◆ **EXERCISE PASSAGE**
"""

Los Angeles, CA | Putting In Eyedrops | Opthalmology Associates of the Valley

Dr. Brad Elkins walks through how to correctly put eye drops in the eye.


Dr. Brad Elkins: Hi. This is Dr. Brad Elkins from Ophthalmology Associates of the Valley. I'm going to show you a couple of different techniques for putting eyedrops in your eye, and I'm also going to show you another technique to prevent you from tasting it in your throat after you put the drops in. Patients commonly ask, "What's the best way to put drops in their eye?" I have two good techniques here which will safely enable you to do it without touching the eye. Especially after LASIK surgery and even cataract surgery, we don't want patients touching their eye with their finger or with the eyedropper. The first technique is to have the patient lift their chin up so you're extending their neck and then have the patient look straight up behind their head. What that does is it prevents the patient from looking at the drop when it's coming near them.

Dr. Brad Elkins: Then what we do is I pull the lower lid down very firmly with my fingertip. I'm not touching the eye. I'm touching the bony socket here. Notice the cul-de-sac here, which is the opening, which is enabling me to get a bigger area to catch the drop. Now we just put the drop in so you can't see it yourself, and it goes in, and as soon as you fill it, you blink, it distributes across the eye evenly. Once again, the chin is up. The patient should look up at the ceiling, and this obviously works very well if you're doing it by yourself. You pull the lower lid down very firmly and this is exposing the lower lid cul-de-sac. You put the drop in there, and then you let go, you blink, the drop goes everywhere, and then you're done with that.

Dr. Brad Elkins: Now an alternative technique for very, very anxious patients is to just lie down on the couch or your bed, and with your eyes closed because you're scared of seeing the drop, just close your eyes now, and what we do is we just put a drop in the corner here between the eyelid and the nose and then just blink. You should feel it go into your eye itself. If it's not in the eye, close your eyes, put another drop in right in the corner there, open your eye and blink a few times. You can do the same thing on the other side. Once again, eyes closed, and you put the drop in the corner, you blink, it goes in. That's the second way to do it. That works better for very, very anxious patients who are scared of seeing the bottle or their finger coming at their eye.

Dr. Brad Elkins: The last thing I want to show you is how to prevent the medication from getting into your throat. Patients will commonly complain about it irritating their throat or feeling an awful taste. There's a canal system that connects your eyelids to your throat. If the patient just closes their eyes after you put the drop in, closing the eye prevents the eyelids from squeegeeing the drop into the sinuses. Then also, if you firmly push here on the corner, you're preventing the tears from escaping into the nasal passages and then into the throat. You firmly push here for about a minute with your eyes closed, and that will prevent the drop from getting into your nasal passages. Thank you.

"""

◆ **SUPPLIED DATA**
"""

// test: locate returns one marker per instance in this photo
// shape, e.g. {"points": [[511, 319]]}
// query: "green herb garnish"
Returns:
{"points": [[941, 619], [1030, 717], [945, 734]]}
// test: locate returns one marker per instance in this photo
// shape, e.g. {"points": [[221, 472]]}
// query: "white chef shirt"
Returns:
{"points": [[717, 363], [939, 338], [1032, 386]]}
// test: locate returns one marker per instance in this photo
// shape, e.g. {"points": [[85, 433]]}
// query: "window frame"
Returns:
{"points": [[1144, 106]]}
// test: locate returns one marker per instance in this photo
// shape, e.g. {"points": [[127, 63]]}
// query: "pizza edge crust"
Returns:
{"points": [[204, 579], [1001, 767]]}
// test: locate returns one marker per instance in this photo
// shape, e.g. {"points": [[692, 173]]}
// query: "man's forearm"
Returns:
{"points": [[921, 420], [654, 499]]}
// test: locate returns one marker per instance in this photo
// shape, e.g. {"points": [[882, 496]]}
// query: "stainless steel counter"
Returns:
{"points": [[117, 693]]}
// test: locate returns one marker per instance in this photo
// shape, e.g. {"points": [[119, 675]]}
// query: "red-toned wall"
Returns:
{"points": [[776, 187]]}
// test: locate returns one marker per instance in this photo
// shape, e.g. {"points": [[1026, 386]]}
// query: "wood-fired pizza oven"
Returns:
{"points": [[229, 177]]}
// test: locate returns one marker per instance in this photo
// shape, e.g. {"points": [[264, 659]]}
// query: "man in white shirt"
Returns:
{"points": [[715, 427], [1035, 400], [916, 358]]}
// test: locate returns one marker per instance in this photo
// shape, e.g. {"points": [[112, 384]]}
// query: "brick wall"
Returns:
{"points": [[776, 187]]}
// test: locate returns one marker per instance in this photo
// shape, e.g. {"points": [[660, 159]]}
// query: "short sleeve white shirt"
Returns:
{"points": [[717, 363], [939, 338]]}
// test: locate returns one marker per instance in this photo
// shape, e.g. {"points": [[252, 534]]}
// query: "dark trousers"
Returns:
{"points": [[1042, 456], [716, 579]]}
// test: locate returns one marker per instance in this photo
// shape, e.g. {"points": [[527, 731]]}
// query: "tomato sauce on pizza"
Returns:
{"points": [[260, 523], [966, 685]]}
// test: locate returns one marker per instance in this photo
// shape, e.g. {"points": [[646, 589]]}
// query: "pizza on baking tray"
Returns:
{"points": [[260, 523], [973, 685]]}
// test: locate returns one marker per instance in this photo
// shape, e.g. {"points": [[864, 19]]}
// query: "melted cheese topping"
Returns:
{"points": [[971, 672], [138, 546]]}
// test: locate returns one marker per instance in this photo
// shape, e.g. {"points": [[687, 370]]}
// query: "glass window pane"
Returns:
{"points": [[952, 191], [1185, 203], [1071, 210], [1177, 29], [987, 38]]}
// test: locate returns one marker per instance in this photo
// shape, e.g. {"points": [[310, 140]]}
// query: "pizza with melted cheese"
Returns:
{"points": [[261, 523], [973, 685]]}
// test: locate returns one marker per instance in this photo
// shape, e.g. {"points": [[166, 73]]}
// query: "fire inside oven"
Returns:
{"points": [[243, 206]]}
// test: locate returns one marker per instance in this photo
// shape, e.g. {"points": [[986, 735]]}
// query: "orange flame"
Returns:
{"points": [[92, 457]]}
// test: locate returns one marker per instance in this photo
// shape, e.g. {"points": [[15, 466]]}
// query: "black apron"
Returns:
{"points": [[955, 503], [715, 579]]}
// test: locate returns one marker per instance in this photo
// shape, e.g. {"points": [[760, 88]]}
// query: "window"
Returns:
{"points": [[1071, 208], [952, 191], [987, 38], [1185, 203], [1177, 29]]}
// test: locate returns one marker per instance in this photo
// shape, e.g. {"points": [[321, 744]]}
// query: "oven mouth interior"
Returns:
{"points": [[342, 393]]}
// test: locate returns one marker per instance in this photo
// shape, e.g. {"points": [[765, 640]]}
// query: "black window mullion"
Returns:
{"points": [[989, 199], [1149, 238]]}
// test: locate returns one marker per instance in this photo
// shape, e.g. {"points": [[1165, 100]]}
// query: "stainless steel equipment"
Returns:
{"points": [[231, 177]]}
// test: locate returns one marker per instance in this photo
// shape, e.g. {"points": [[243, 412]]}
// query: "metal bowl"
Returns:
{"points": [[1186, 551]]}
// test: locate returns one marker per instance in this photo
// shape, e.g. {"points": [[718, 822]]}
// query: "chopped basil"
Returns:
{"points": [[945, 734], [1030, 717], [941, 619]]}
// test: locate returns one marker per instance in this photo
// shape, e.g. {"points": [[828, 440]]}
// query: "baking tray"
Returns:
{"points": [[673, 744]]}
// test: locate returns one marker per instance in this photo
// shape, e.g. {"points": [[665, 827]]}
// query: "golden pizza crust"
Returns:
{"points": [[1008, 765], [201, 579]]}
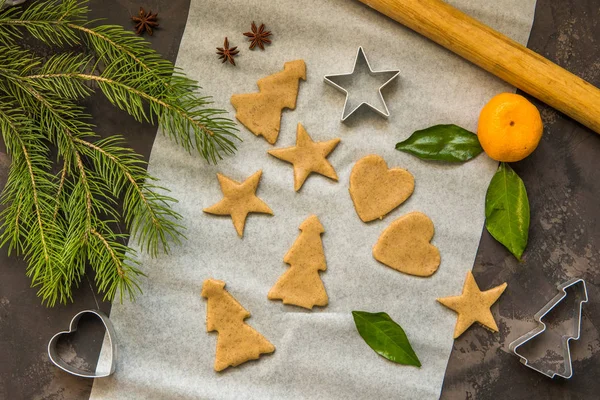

"""

◆ **TASK LIST**
1 - According to the eyedrop transcript, for how long should you press firmly on the corner of the eye with your eyes closed?
2 - Reproduce the stretch of the eyedrop transcript from "Dr. Brad Elkins: The last" through "passages. Thank you.".
The records were taken from a different source than the eyedrop transcript.

◆ **ANSWERS TO THE EXERCISES**
1 - About a minute.

2 -
Dr. Brad Elkins: The last thing I want to show you is how to prevent the medication from getting into your throat. Patients will commonly complain about it irritating their throat or feeling an awful taste. There's a canal system that connects your eyelids to your throat. If the patient just closes their eyes after you put the drop in, closing the eye prevents the eyelids from squeegeeing the drop into the sinuses. Then also, if you firmly push here on the corner, you're preventing the tears from escaping into the nasal passages and then into the throat. You firmly push here for about a minute with your eyes closed, and that will prevent the drop from getting into your nasal passages. Thank you.